(Yönerge ve Koşullar):
Gelenek üzerine yazıdaki “Gelenekte, uzun süredir” sözleriyle başlayan paragrafı, ana bilgilerini koruyarak kısa maddeler hâlinde yeniden yaz.

(Sayfa Alıntısı):
>>>>
Aramak

Cemal Altundaloğlu

Hangi Gelenek?

Geleneği kökten reddetmek dinini ve medeniyetini reddetmek anlamına gelebileceği gibi, tamamen kabullenmek de dinin aklî ve kalbî tarafını göz ardı etmek manasına gelebilir. O halde deyim yerindeyse güzel meyve alabilmek için geleneğin dallarını ve dikenlerini temizlemeli, zararlı unsurlarını din ağacının ana gövdesinden ayırmalıyız.

İnancı kültüre, ibadetleri de alışkanlığa dönüştürme potansiyeli bakımından gelenek olumsuz bir kavramdır. Buna karşılık ibadetlerin, amellerin, ahlâkın, yani dinî yaşamın nesiller boyunca aktarılmasını sağlaması nedeniyle de olumlu bir kavramdır. Bu yazımızda geleneğin önce olumsuz tarafına daha sonra olumlu yönüne bakıp, nihayetinde bir bütün olarak nasıl yaklaşmamız gerektiği üzerinde duracağız. 

Geniş halk kitlelerinin topluca ve uzun zamandır yaptığı bazı ortak davranışların kutsallık kazanması ya da bazı ibadetlerin içi boşalarak ya da dönüşerek zamanla gelenekselleşmesi sahih İslâm itikadı için daima tehlike arz etmiştir. Bid’atların, hurafelerin, sünnet dışı uygulamaların çoğu böyle geleneklerle aktarılagelmiştir. 

Gelenekte, uzun süredir uygulamanın getirdiği bir kutsallık algısı ve toplumun çoğunluğunun dâhil olmasının getirdiği kuvvetli bir bağ vardır. Bundan dolayı toplumsal bir uygulamanın gelenekten mi yoksa dinden mi kaynaklandığı çok mühimdir. Dinden alınmayan her gelenek kötüdür demiyoruz, ancak bu tür gelenekleri dine atfetmek ve kutsal görmek sorunlu bir yaklaşımdır. 

‘Kültürel Müslümanlık’ sorunu

İbadetlerin gelenekselleşmesi ise üzerinde durulması gereken başka bir husustur. Bugün bazı çevrelerce biraz da art niyetli olarak “Kültürel Müslümanlık” olarak da kavramsallaştırılan bu durumu şöyle ifade edebiliriz: Amel ve ibadetlerin toplumsal düzeydeki ifasında aklın ve kalbin devre dışı kalıp, herkesin aynı davranışı sürekli ve düzenli olarak yapması nedeniyle kalıplaşması ve şuurdan uzak bir hale gelmesidir.
<<<<
(Veri Kümesi Kesiti):
>>>>
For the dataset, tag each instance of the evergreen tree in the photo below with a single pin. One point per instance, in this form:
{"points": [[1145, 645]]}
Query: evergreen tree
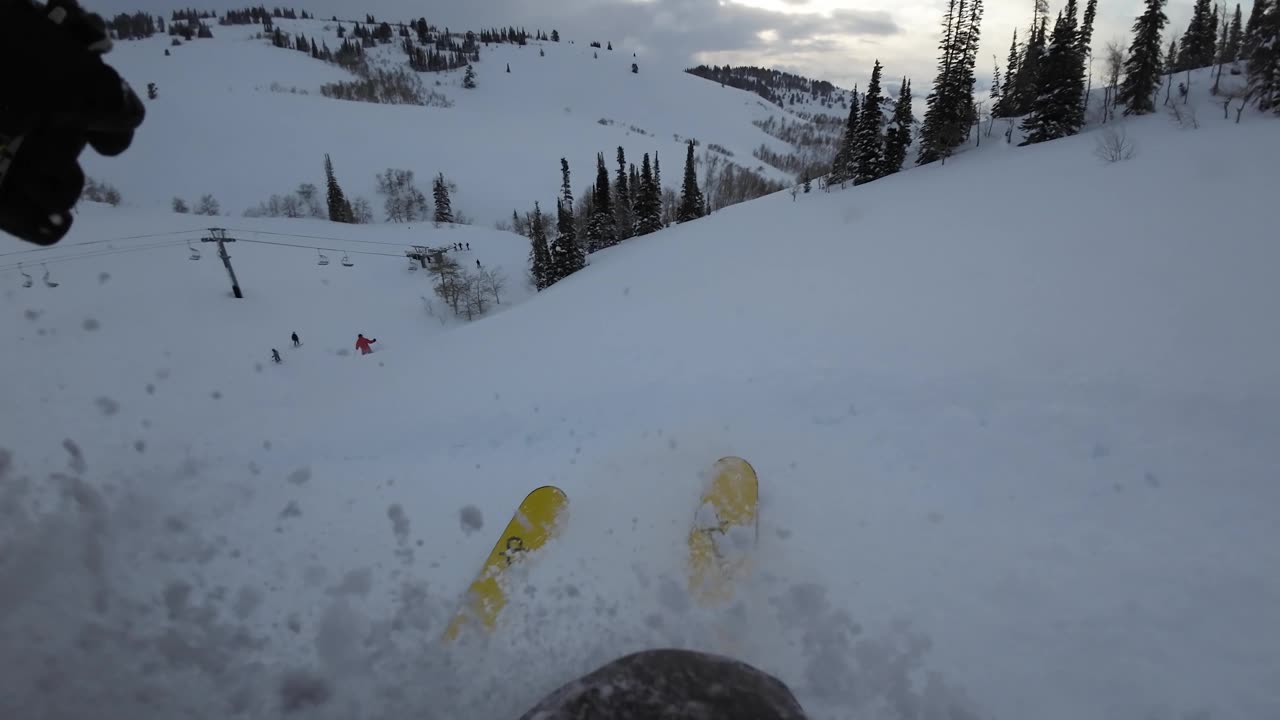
{"points": [[539, 254], [842, 167], [600, 231], [1008, 103], [1086, 36], [1142, 67], [339, 212], [648, 206], [1265, 60], [690, 197], [1252, 27], [634, 186], [1056, 112], [440, 194], [1234, 39], [567, 256], [624, 217], [950, 109], [1028, 77], [897, 137], [869, 142], [1197, 46], [1084, 53]]}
<<<<
(Elde Edilen Sonuç):
- Uzun süredir uygulanması geleneğe bir kutsallık algısı kazandırır.
- Toplumun çoğunluğunun katılımı geleneğe güçlü bir bağ sağlar.
- Bu yüzden toplumsal bir uygulamanın gelenekten mi dinden mi kaynaklandığı çok önemlidir.
- Dinden alınmayan her gelenek kötü değildir, fakat böyle gelenekleri dine atfetmek ve kutsal saymak sorunlu bir yaklaşımdır.